• Required work
1. Translate this sentence from the Health Scientist Administrator overview into Spanish: "Indeed, the NIH devotes more than 80 percent of its annual budget to activities performed by non-Federal Government institutions under grants, fellowships, and R&D contracts."
2. According to the Health Scientist Administrator overview, what level of training have most Health Scientist Administrators had?
3. Continue the Health Scientist Administrator overview from its last sentence.

• Document extract
• • • • • • •

The NIH Agency Single Qualification Standard is used when the job title is Health Scientist Administrator with any parenthetical. The OPM Standard external link is to be used for all other 601 positions.

In this document:

What is a Health Scientist Administrator (HSA)?
Basic Requirements and How to Qualify at the GS-12, GS-13, GS-14, or GS-15

What is a Health Scientist Administrator (HSA)?

The Public Health Service (PHS), a component of the U.S. Department of Health and Human Services, consists of several agencies, each responsible for administering programs of essential importance to the Nation's health. One of these agencies, the National Institutes of Health (NIH), has major responsibilities for conduct and support of state-of-the-art research and associated research training in both the biomedical and behavioral sciences. Areas of interest include basic research focused on the development of new knowledge in such fields as genetics, cellular and molecular biology, chemistry and biomedical engineering, as well as more targeted research studies focused on the development of new and more effective methods to diagnose, treat, and prevent a host of human health problems ranging from cancer, AIDS, arthritis and heart disease to alcoholism, drug abuse, osteoporosis and psychiatric disorders.

Although a small amount of research training supported by the NIH is performed intramurally, a much larger portion is conducted at universities, medical schools, and other research organizations located throughout the country. Indeed, the NIH devotes more than 80 percent of its annual budget to activities performed by non-Federal Government institutions under grants, fellowships, and R&D contracts.

Responsibility within the PHS for planning, directing, and managing the evaluation for these extramural activities rests with subject matter experts designated as Health Scientist Administrators (HSA's). These individuals, most of whom have had doctor (Ph.D., M.D., or D.D.S., for example) level training and independent research experience, use their knowledge to assure that Federal funds are used well and wisely. Some of the responsibilities of an HSA include:

  • Perform scientific and administrative reviews and analyzes of applications/proposals from a programmatic viewpoint.
  • Consult with and advise grantees/contractors during preparation of applications/proposals and provide guidance on program issues.
  • Develop, coordinate, and administer grants, cooperative agreements, and contracts established to fulfill the mission of the Branch and Division.
  • Visit universities, research institutions, commercial organizations, other government agencies, and public and private organizations to promote and explain the objectives of the program.
  • Provide policy direction and coordination for the planning and execution of initial scientific and technical review conducted within the Institute.
  • Utilize scientific knowledge and expertise to perform a variety of management functions associated with the scientific peer review of IC research and research training support activities and other contract activities.
  • Manage the initial scientific and administrative review of grant, program project grant, and training grant applications as well as research project applications submitted in response to requests for applications.
  • Appoint and manage review panels, including the identification of qualified reviewers to evaluate all applications and proposals and make any recommendations from IC and NIH program officials, to assemble a balanced group of experts and consultants.

• • • • • • •

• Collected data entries
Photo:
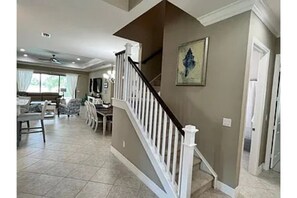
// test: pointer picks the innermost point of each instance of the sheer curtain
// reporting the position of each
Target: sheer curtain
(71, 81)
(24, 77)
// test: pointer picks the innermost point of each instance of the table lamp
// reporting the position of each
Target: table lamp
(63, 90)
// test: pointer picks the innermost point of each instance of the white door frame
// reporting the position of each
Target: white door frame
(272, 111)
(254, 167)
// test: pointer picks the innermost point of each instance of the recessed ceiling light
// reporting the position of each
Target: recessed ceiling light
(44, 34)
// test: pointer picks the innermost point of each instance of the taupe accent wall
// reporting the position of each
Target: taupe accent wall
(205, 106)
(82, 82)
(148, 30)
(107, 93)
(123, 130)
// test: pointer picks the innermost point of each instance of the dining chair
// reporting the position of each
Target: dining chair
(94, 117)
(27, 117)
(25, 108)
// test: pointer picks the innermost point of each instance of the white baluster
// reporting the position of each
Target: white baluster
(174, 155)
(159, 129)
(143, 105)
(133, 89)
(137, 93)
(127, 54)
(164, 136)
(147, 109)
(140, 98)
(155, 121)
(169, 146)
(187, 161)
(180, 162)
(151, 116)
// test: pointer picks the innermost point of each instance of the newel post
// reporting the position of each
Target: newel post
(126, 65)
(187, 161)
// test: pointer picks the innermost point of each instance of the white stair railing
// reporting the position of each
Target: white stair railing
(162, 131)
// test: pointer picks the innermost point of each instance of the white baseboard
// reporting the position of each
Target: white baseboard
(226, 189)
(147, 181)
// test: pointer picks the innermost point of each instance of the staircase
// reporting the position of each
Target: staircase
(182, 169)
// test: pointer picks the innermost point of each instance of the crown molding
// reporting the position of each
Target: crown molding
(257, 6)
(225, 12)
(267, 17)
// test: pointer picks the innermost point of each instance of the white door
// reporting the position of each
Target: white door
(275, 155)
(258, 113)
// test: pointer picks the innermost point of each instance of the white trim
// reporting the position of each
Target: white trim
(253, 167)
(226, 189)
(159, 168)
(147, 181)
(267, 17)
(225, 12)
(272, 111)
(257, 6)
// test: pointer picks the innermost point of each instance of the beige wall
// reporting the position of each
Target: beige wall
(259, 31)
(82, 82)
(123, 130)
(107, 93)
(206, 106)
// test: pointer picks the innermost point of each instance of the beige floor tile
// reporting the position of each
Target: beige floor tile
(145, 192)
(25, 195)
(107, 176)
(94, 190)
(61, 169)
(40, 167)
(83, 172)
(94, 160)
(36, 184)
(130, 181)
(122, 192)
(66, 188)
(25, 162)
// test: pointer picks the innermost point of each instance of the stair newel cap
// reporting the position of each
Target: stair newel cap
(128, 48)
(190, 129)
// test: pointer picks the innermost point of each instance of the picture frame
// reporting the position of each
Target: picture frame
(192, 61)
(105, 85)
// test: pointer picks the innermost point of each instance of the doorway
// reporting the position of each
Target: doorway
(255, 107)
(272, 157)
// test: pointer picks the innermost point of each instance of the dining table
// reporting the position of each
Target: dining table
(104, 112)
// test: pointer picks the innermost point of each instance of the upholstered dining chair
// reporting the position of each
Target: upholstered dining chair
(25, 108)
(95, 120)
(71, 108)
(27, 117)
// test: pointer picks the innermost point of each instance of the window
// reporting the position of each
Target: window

• • • • • • •

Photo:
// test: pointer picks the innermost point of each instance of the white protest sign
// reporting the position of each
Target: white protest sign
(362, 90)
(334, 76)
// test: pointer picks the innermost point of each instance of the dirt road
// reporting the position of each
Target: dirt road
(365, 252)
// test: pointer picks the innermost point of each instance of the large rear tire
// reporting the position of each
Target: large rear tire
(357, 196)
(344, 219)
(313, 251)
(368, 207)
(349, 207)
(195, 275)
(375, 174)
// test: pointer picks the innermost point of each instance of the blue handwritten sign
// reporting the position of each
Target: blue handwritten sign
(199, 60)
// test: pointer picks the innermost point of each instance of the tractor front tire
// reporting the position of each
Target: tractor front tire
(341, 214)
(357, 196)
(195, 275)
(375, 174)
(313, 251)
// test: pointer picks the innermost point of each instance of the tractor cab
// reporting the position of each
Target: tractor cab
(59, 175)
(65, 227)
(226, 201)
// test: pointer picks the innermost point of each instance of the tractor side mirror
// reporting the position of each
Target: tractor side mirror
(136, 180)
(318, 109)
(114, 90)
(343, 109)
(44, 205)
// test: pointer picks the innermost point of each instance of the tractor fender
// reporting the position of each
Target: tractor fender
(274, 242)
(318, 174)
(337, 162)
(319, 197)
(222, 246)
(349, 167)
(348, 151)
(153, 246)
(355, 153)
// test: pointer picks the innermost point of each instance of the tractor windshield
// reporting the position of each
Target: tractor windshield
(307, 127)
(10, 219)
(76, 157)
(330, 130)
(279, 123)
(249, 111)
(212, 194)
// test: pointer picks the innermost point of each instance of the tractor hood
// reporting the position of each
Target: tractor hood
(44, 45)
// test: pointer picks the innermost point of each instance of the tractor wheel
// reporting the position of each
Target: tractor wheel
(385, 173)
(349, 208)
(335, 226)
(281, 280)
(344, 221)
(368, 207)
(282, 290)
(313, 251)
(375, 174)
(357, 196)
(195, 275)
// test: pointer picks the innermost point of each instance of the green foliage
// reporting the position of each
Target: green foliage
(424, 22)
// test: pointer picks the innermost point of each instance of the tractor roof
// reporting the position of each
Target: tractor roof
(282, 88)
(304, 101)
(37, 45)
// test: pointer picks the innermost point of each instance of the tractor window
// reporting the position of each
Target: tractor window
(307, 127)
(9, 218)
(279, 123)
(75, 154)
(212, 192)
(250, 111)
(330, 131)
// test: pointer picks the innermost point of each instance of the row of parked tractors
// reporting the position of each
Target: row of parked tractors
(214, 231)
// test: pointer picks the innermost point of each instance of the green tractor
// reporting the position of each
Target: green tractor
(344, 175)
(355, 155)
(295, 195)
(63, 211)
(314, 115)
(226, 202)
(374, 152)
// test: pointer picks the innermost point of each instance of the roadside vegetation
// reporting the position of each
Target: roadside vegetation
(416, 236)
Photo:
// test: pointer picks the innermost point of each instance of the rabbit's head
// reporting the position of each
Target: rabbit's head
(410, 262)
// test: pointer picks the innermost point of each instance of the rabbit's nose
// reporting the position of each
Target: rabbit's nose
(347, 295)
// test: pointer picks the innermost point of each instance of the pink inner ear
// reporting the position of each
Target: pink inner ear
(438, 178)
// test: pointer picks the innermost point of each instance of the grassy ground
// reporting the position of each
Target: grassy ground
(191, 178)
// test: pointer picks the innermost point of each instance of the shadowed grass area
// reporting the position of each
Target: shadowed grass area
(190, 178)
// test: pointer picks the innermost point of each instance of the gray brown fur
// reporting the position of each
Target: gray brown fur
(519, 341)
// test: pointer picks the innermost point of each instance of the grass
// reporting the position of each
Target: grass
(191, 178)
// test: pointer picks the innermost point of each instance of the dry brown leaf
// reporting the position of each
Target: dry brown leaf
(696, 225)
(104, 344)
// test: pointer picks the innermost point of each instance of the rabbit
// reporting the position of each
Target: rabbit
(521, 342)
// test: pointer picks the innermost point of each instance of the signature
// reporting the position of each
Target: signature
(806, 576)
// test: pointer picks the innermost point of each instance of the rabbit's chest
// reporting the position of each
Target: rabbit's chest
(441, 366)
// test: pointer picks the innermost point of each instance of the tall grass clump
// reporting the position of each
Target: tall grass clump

• • • • • • •

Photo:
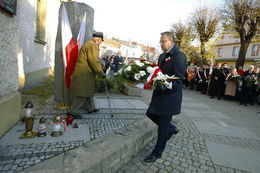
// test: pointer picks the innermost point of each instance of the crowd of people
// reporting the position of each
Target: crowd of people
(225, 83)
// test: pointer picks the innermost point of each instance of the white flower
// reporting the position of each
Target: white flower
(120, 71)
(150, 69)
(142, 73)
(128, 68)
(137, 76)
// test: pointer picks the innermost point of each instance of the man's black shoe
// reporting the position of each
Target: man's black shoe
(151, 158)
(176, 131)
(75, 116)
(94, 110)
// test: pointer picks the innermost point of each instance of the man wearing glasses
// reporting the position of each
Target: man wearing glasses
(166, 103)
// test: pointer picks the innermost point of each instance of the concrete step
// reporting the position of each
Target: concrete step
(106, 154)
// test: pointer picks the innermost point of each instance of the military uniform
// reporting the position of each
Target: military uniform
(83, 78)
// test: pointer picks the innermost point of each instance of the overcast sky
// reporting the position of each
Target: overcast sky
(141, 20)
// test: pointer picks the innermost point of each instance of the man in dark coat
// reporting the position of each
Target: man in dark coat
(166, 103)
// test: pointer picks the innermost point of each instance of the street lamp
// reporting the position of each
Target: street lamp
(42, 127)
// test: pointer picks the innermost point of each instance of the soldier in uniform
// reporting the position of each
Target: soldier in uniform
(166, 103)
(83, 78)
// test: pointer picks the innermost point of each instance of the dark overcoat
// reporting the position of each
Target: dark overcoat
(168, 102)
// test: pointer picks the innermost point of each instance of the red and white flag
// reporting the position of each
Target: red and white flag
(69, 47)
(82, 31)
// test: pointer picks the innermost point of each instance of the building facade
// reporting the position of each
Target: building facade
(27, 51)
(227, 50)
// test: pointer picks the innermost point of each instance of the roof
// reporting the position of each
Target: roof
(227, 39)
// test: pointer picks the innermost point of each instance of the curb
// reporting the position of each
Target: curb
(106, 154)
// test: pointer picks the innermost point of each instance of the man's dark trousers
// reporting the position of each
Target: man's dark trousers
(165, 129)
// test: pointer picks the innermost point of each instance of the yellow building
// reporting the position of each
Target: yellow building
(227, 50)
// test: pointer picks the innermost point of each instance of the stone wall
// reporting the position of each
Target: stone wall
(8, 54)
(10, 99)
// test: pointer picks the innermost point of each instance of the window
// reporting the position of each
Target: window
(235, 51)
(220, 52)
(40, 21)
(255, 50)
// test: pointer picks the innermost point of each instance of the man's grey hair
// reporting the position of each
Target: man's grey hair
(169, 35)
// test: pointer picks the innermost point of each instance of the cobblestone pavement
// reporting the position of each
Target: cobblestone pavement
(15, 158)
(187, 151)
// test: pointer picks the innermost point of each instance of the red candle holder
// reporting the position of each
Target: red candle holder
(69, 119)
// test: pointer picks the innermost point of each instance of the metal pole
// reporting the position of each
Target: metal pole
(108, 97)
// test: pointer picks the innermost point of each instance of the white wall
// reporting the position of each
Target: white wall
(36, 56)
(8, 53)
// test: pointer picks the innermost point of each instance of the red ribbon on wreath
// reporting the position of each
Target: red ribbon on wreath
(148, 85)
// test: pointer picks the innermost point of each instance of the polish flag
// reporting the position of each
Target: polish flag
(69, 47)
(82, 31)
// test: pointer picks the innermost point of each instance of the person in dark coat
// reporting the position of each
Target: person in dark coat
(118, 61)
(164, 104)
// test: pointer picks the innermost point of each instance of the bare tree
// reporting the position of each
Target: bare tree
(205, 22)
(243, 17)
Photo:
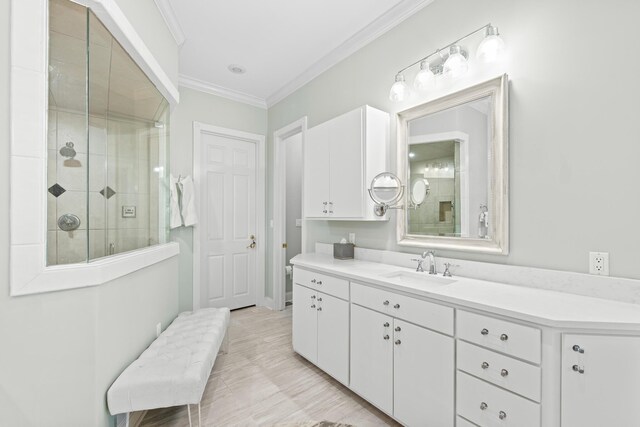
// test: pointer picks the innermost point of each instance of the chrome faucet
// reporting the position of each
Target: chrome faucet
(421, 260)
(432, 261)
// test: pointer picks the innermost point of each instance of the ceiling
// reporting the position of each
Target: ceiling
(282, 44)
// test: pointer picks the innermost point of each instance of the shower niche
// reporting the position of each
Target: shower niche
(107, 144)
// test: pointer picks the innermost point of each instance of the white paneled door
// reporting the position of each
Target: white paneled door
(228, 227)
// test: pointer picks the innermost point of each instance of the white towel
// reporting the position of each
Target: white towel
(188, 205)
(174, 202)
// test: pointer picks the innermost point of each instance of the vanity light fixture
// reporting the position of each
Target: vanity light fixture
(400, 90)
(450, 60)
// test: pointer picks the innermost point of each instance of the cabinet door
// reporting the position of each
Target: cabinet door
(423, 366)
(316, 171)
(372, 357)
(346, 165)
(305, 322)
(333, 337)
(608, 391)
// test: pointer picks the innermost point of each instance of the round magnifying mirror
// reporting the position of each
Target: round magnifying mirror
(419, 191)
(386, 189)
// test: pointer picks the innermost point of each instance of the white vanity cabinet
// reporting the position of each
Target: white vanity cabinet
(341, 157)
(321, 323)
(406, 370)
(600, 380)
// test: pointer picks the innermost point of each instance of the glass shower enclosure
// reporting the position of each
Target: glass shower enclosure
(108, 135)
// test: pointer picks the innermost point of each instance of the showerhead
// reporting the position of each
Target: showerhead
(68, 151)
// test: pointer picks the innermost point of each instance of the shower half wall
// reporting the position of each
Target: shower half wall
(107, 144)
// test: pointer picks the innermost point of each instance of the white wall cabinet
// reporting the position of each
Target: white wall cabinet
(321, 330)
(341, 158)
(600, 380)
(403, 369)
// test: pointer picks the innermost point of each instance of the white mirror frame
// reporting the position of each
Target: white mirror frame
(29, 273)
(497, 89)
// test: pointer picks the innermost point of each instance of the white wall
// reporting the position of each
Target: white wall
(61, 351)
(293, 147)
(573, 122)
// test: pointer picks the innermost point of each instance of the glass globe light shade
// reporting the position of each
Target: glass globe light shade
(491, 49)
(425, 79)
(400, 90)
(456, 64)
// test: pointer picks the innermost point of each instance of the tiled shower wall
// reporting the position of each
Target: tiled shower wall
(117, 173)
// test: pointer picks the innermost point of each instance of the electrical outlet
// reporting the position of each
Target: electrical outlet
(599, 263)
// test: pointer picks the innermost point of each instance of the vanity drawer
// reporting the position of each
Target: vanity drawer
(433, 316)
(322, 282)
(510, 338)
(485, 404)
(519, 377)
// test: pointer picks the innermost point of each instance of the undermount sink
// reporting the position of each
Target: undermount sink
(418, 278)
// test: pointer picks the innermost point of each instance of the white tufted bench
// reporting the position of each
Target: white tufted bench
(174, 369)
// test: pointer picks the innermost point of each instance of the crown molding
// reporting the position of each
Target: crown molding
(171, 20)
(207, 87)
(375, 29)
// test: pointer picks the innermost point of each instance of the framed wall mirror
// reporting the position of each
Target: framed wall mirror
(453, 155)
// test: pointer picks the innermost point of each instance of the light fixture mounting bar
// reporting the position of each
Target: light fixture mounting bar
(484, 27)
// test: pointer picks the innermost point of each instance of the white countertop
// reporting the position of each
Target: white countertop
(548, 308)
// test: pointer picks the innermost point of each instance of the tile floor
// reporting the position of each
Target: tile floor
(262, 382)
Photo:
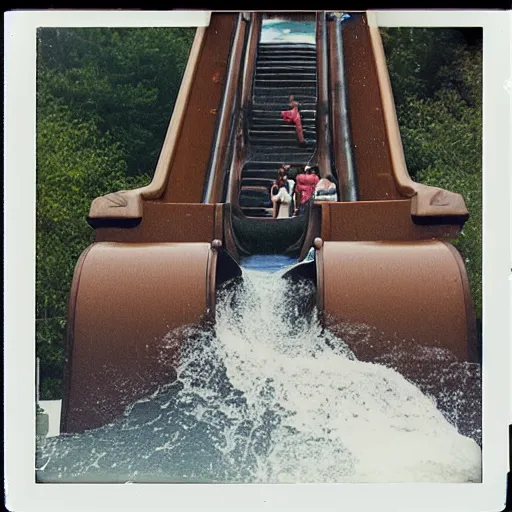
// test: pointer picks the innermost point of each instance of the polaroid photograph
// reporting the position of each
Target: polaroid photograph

• • • • • • •

• Per-task outputs
1. De hecho, los NIH destinan más del 80 por ciento de su presupuesto anual a actividades realizadas por instituciones ajenas al Gobierno federal mediante subvenciones, becas y contratos de I+D.

2. Most have had doctor-level training (such as a Ph.D., M.D., or D.D.S.) and independent research experience.

3.
  • Act as the sole Federal official and agency representative by guiding the activities of a review committee and ensuring continuity in their approach toward evaluating applications, proposals, and adherence to peer review policies and procedures.

A career in health science administration in the extramural programs of the Public Health Service poses new career challenges for scientists. These individuals shift the focus of their professional efforts from their previous, specialized area of research to that of guiding appropriately the decision affecting the allocation of health research support in keeping with departmental and national policies. Responsibilities include implementing congressional mandates, assessing the current status of research programs, assuming scientific leadership by defining long- and short-range goals for health research programs, and identifying the research services and human resources needed for such programs. Within this framework, Health Scientist Administrators develop and implement plans for grant- and contract-supported research activities designed to meet national health needs.

Some HSAs serve as Scientific Review Officers (SRO) to Initial Review Groups (IRG's). IRG's provide leadership and guidance in evaluating the scientific merit of grant applications and contract proposals. Grant applications and proposals may include requests for financial support for basic, clinical, applied research or for research training. These Scientific Review Officers, through the use of consultants, determine whether adequate facilities and qualified investigators are available to carry out the program for which financial support is sought. They recommend guidelines and implement criteria for establishment of scientific merit priorities for financial support of research, its resources and facilities, and research for training. SROs are responsible for preparation of comprehensive reports of the evaluations of all applications reviewed.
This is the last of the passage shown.